▸ **Passage to read**
"""

July 26, 2018 – To show their unity, leaders of the nine major whisky trade organizations planted an American White Oak tree on the corner of 9th and Main Street outside the Frazier History Museum in downtown Louisville following their first-ever summit meeting. Even before the first shovel of dirt was turned, observers noted that the raised brick-lined bed had routinely been damaged by vehicles using 9th Street to merge onto Interstate 64 and wondered how long the tree would last before being wiped out by a recklessly driven truck.
It’s an apt metaphor for the state of the whisky industry weeks into a global trade dispute pitting the United States against many of its most important global trading partners, many of whom have imposed punitive tariffs on imports of American-made whiskies to retaliate for the Trump Administration’s tariffs on their exports of steel and aluminum to the US. Years of growing global whisky sales spurred by reduced – or eliminated – import tariffs are now threatened as whisky has become one of many pieces in play in a political game of “chicken.” With their collective futures at stake, the Kentucky Distillers Association invited colleagues from the other trade associations representing the world’s major whisky and distilled spirits producers to a two-day conference in Louisville.

"""

▸ **Items**
"""

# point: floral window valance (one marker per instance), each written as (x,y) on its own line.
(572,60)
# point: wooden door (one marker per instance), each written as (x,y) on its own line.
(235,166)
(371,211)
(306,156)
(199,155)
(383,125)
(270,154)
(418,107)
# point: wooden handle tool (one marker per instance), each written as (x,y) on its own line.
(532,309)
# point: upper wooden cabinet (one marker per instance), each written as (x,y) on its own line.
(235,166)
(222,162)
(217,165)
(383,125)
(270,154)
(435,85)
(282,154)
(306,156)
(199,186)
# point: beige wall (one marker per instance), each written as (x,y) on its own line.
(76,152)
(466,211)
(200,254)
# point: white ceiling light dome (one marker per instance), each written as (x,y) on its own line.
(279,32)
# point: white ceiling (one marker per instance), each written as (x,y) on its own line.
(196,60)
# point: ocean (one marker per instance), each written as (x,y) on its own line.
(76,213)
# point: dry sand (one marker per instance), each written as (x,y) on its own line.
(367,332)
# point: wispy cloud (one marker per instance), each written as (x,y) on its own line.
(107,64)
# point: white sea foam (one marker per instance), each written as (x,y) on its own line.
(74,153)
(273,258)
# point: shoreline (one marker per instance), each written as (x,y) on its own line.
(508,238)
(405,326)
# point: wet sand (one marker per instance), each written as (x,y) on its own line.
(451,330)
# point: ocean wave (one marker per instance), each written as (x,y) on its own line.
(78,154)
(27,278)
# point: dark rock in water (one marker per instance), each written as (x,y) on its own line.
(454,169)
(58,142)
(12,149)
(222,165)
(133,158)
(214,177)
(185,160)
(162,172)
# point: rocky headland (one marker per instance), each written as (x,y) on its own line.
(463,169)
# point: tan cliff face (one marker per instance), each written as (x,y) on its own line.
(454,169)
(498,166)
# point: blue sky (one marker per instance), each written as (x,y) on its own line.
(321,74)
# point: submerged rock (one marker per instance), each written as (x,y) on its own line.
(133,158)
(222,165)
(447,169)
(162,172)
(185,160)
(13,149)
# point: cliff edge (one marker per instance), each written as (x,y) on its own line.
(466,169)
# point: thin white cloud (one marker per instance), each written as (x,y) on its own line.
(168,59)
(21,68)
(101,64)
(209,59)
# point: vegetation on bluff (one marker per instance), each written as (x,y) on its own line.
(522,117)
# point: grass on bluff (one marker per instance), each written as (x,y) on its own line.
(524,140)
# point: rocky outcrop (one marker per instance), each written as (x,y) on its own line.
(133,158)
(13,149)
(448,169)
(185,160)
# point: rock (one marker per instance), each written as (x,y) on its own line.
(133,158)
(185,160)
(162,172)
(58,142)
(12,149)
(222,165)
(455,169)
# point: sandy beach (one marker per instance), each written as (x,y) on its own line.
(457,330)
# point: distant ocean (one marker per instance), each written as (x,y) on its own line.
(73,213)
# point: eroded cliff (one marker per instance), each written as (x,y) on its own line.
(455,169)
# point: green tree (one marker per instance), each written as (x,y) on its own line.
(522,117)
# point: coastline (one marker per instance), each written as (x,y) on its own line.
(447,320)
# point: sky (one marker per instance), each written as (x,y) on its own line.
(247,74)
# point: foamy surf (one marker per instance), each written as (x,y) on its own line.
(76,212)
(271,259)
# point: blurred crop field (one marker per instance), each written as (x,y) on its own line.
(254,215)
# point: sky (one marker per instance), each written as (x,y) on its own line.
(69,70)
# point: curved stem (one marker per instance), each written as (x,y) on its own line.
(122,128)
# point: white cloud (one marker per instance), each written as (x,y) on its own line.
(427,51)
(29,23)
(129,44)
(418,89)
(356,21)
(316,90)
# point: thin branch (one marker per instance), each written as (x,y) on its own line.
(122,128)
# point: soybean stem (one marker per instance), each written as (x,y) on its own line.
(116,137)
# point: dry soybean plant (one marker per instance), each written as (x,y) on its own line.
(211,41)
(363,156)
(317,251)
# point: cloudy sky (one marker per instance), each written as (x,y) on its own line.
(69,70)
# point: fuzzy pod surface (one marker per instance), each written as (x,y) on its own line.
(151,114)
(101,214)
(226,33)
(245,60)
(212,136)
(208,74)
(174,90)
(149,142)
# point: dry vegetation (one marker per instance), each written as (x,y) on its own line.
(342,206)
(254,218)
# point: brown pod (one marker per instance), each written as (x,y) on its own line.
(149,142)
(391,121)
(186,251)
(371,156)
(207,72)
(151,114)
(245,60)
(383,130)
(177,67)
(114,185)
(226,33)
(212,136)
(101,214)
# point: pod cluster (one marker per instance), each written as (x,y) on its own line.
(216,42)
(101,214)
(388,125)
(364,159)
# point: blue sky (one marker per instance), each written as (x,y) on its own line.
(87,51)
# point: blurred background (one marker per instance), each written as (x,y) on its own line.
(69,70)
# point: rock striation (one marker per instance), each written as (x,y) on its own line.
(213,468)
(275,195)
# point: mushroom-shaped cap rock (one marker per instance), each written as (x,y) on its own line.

"""

▸ **Required actions**
(1) How would this sentence from the whisky trade text read in Spanish: "With their collective futures at stake, the Kentucky Distillers Association invited colleagues from the other trade associations representing the world’s major whisky and distilled spirits producers to a two-day conference in Louisville."?
(2) Can you quote the part of the records that opens with the line containing "# point: blurred background" and closes with the last line of the records, both ends included?

▸ **Responses in order**
(1) Con su futuro colectivo en juego, la Kentucky Distillers Association invitó a colegas de las demás asociaciones comerciales que representan a los principales productores de whisky y bebidas destiladas del mundo a una conferencia de dos días en Louisville.

(2)
# point: blurred background (one marker per instance), each written as (x,y) on its own line.
(69,70)
# point: rock striation (one marker per instance), each written as (x,y) on its own line.
(213,468)
(275,195)
# point: mushroom-shaped cap rock (one marker per instance), each written as (x,y) on its own line.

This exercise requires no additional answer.